== PASSAGE GIVEN ==
--- --- ---

Mixing it up. Or not.

I still like reading to my kids, though they are all pretty much grown up with excellent reading skills of their own. So it was a recent late Shabbat when the timer on the light had another hour to go, that I pulled out one of my favorites.
Seder Yom (“A Day’s Order”) by Adam Baruch, one of Israel’s finest writers, forever straddled the Jewish Orthodox and Modern Israeli worlds is a fabulous collection of shorts, connecting halacha and the halachik process to current daily life, often based on questions people asked him. I open randomly, and chanced upon a section titled sh’chenut tova, good neighborlyhood. Yes, I know, this word doesn’t – yet – officially exist in English, but for the sake of this conversation, it means neighborly relationship. He wrote the piece in response to an inquiry about erecting fences. Quoting Jewish sources, the writer states that erecting fences builds good neighborly relationship. For only when I have a safe space to be who I am, and so do you, we can also have good relationship with each other.
I thought about it again in conjunction with this week’s Torah portion which on one hand includes the most famous “Love your neighbor as yourself”, and on the other hand, peculiar laws such as “don’t mix wool and linen in the same garment”. Any chance they are actually related, or that in some way, each can help us understand the other better?

--- --- ---

== WHAT YOU SHOULD DO ==
Copy the reflection on neighborliness word for word, from "I still like" to "of my favorites.". The records that come next have no connection to the reflection on neighborliness.

[Entries from a point annotation set]

--- --- ---

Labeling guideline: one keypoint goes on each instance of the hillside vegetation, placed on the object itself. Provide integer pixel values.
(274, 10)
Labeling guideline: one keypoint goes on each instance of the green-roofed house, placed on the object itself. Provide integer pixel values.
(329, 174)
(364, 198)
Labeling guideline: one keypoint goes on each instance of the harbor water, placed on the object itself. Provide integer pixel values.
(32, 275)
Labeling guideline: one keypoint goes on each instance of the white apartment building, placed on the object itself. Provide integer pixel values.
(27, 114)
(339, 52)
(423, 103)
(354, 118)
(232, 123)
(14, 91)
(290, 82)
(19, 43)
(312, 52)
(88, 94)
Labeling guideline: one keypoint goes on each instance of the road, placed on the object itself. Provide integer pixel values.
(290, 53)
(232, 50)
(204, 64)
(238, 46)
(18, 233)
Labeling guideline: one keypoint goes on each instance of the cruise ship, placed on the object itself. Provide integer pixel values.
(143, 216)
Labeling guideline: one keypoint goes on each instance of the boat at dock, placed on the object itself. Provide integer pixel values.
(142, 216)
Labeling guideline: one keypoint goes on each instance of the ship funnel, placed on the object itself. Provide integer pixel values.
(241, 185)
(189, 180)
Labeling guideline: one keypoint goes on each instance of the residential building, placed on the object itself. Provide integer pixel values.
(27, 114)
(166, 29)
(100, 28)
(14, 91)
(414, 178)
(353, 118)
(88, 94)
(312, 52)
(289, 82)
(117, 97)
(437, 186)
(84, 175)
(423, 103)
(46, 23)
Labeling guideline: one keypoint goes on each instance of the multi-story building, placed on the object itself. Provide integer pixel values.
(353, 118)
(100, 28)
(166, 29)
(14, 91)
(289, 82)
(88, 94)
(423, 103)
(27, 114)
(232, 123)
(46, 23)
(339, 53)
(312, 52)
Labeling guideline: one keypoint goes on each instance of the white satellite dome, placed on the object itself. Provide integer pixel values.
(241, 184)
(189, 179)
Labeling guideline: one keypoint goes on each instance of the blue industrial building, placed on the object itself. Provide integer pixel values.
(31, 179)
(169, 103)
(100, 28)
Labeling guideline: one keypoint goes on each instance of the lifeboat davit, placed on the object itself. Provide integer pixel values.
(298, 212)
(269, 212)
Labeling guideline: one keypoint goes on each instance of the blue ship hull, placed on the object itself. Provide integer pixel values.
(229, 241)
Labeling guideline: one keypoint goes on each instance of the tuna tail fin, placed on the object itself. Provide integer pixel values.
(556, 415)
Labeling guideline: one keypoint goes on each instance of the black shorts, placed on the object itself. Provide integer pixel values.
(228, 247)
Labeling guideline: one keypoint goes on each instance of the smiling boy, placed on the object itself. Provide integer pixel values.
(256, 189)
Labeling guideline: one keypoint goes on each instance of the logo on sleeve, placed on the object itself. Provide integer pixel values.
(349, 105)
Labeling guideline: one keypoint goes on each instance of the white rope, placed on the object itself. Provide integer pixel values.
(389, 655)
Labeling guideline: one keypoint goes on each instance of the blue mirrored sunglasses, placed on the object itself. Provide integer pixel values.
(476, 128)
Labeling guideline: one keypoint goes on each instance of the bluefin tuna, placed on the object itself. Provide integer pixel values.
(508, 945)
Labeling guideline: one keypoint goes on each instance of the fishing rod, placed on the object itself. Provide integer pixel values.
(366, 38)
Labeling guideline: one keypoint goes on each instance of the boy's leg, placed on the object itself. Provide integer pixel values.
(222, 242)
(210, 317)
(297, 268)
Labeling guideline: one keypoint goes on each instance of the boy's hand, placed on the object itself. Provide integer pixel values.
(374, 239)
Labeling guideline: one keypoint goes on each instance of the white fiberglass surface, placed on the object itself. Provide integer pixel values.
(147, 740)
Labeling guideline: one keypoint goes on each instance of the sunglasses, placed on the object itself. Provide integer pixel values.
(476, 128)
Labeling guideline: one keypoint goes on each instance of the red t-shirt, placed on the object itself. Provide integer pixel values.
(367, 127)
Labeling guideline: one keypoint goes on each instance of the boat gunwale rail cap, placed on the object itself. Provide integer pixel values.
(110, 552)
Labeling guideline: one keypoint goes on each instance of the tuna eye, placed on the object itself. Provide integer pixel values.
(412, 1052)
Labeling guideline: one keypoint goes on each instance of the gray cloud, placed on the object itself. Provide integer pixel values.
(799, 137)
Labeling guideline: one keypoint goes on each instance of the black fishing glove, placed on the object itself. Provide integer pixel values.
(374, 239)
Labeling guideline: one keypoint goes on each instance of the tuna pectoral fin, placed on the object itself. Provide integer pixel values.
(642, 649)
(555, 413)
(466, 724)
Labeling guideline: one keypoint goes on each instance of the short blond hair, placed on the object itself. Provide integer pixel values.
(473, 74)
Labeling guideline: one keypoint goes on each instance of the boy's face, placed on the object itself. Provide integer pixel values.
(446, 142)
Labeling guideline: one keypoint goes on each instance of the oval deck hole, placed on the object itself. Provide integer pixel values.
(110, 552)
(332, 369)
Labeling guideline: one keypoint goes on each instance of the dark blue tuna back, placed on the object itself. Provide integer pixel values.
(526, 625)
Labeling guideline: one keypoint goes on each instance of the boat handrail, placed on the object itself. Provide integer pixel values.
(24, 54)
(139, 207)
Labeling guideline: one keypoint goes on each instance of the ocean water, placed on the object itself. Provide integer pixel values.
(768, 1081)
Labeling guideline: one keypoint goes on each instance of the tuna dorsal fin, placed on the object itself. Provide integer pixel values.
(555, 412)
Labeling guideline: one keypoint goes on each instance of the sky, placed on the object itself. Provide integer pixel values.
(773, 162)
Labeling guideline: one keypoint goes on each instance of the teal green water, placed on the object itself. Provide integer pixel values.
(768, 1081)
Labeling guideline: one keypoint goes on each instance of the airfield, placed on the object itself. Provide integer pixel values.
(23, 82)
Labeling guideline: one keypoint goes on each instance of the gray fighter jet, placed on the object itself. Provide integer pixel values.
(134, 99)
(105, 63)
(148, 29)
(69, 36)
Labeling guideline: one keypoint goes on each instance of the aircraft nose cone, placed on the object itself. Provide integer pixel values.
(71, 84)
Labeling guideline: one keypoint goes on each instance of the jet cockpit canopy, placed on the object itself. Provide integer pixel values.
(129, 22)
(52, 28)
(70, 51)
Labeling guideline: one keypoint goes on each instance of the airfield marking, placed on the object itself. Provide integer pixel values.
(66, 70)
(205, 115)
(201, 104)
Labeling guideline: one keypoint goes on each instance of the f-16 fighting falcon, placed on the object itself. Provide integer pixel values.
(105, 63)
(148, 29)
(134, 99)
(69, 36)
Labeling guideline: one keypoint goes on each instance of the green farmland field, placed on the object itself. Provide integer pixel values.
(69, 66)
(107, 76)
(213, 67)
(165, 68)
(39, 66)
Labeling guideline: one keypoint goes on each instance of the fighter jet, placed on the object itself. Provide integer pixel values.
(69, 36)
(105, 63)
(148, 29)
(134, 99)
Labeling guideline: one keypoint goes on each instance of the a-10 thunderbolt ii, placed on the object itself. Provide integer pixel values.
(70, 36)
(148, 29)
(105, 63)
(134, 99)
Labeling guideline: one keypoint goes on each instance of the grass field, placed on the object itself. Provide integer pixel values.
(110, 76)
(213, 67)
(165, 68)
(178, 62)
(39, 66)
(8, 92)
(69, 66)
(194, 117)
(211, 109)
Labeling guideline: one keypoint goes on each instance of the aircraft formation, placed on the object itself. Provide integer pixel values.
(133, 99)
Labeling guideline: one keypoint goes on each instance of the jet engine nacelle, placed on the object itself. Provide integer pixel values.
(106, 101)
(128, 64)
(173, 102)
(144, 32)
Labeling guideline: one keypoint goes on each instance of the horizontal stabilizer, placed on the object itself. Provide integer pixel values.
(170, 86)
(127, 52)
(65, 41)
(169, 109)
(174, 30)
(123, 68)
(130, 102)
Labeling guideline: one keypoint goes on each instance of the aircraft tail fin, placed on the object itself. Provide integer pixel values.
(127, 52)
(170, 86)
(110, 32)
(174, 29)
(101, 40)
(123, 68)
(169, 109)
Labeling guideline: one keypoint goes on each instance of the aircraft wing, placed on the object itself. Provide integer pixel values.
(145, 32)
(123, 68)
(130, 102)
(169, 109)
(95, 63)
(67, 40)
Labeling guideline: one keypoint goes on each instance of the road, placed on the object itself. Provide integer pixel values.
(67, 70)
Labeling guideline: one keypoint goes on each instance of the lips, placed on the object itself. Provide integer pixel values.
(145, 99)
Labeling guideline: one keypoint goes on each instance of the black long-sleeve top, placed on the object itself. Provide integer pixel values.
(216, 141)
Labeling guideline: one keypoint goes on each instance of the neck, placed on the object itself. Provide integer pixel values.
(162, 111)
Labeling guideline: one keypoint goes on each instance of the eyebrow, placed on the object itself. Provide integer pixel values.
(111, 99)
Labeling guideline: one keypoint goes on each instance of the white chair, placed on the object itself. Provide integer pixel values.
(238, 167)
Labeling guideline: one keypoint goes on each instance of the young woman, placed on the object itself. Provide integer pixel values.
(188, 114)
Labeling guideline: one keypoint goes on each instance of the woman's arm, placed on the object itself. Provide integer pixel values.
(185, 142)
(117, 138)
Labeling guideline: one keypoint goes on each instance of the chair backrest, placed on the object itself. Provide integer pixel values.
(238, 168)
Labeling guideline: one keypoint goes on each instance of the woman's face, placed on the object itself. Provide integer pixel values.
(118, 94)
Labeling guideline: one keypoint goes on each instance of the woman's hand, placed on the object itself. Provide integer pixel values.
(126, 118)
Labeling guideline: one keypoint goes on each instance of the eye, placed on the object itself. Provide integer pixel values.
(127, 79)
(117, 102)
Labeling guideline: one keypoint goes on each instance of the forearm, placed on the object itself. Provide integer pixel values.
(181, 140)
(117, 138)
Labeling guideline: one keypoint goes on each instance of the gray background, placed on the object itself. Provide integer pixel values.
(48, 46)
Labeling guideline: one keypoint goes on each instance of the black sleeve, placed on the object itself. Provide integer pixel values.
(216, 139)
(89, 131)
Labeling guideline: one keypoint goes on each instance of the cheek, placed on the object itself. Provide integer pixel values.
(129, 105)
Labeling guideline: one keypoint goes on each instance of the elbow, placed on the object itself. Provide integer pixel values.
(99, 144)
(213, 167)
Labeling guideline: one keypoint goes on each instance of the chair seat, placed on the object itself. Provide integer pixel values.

--- --- ---

== OUTPUT OF THE EXERCISE ==
I still like reading to my kids, though they are all pretty much grown up with excellent reading skills of their own. So it was a recent late Shabbat when the timer on the light had another hour to go, that I pulled out one of my favorites.